*** Source information ***

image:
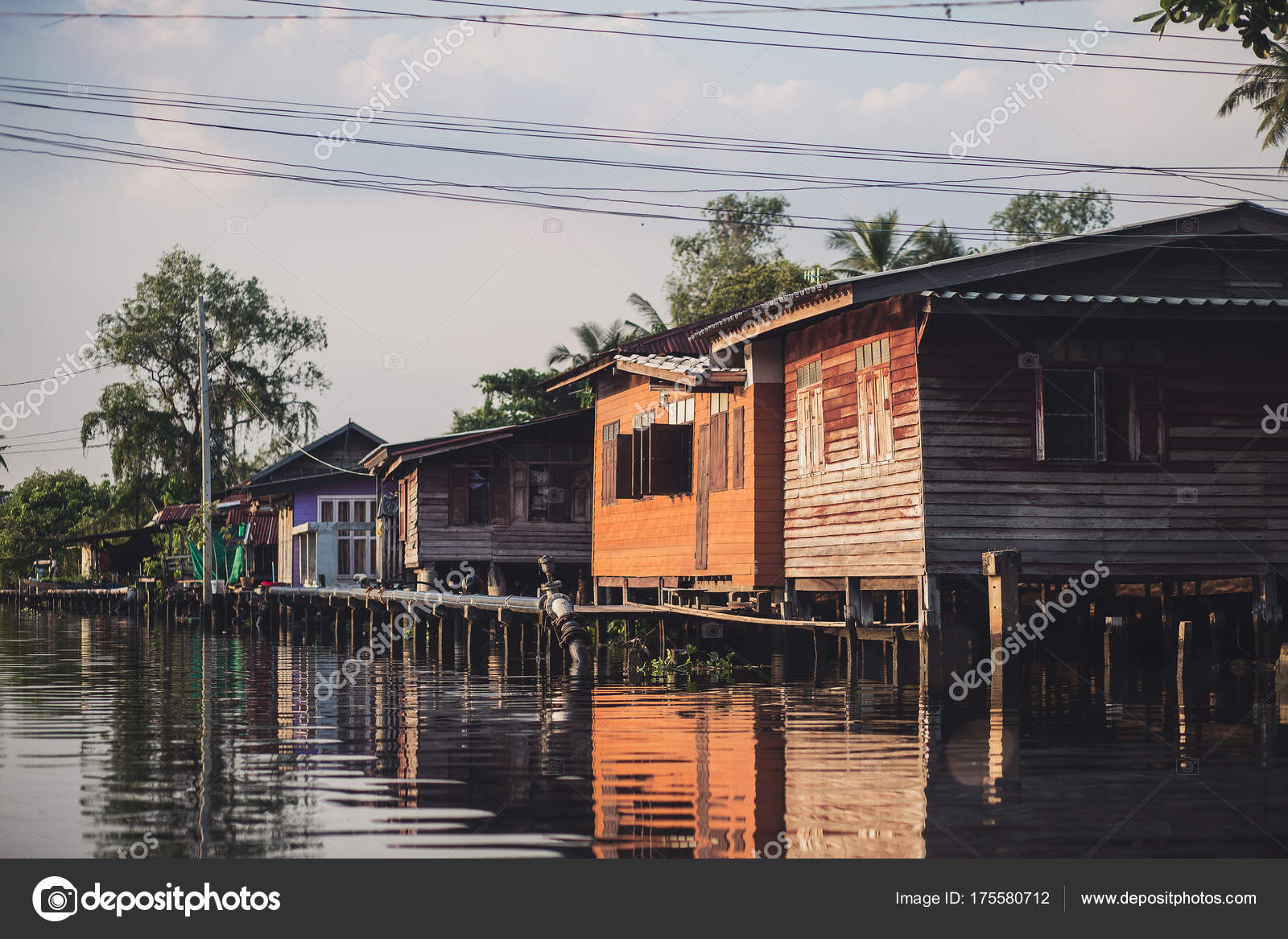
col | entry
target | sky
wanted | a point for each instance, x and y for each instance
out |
(422, 295)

*** End of Source information ***

Above are records to transcribe exactly; leave their pictures out.

◆ Your solution
image:
col | entry
target | sky
wanted | a point for each instance, x and y for each instance
out |
(422, 295)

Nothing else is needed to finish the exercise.